» Instructions to follow
Extract each line of the rows below that contains the word "butterfly". Matching is case-sensitive.

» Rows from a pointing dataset
○ ○ ○ ○ ○ ○ ○

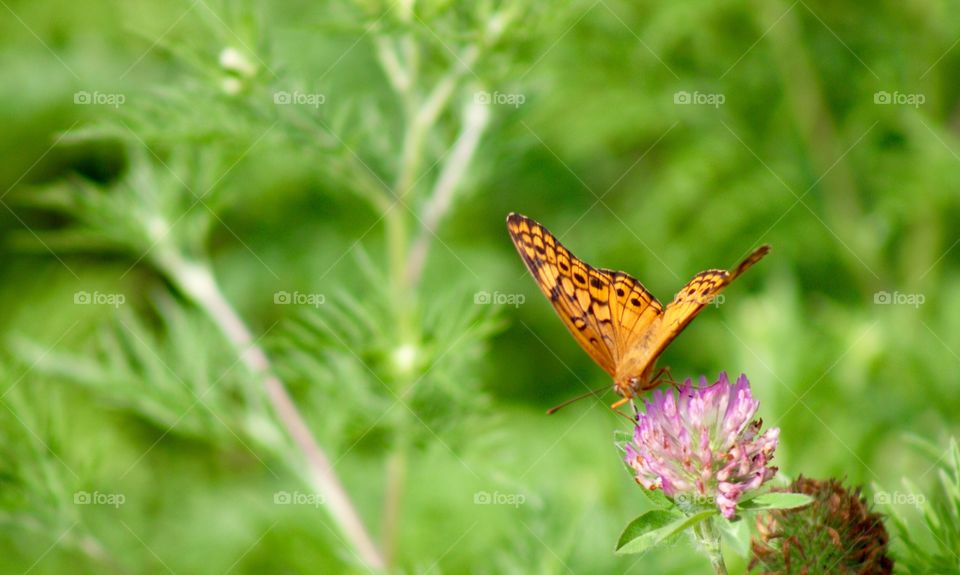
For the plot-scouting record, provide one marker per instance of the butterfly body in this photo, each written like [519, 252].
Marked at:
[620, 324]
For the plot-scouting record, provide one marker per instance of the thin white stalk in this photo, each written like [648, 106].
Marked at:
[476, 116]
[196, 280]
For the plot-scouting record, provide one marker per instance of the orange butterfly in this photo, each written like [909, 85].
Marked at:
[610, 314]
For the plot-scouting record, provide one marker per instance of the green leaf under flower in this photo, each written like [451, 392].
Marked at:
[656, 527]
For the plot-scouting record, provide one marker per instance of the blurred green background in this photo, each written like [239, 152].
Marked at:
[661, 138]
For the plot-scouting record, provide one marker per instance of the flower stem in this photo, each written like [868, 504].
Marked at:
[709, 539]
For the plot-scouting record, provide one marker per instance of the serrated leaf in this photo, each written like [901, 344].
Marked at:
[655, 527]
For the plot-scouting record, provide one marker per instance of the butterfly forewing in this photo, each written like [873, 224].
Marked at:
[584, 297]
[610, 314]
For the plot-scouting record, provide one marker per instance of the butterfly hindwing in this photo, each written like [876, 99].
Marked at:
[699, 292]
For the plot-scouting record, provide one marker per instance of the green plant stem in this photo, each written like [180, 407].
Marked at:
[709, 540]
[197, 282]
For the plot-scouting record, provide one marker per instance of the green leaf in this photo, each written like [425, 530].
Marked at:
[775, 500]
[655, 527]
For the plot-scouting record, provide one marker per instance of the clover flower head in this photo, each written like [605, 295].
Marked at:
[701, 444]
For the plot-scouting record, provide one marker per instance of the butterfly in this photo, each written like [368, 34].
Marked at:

○ ○ ○ ○ ○ ○ ○

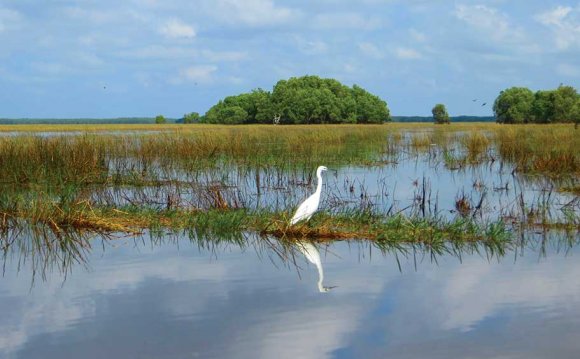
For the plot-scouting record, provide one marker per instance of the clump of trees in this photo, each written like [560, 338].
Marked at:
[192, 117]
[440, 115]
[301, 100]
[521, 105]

○ ○ ○ ○ ○ ○ ○

» The solution
For the plot-scouting record, provide one marker per instance of the butterfly body in this photo, each written like [519, 252].
For the plot-scouting record, provide one marker per instance of the orange butterfly in this photo, each written like [909, 85].
For the plot-scouting record, provide one marker per instance of the butterfly forewing in this photo, each written like [873, 224].
For the plot-scouting record, provide one marker per instance of the butterfly hindwing in this photo, each written like [876, 99].
For the plot-scouting record, provide one marker per instance of the butterfly in this photo, each written like [368, 34].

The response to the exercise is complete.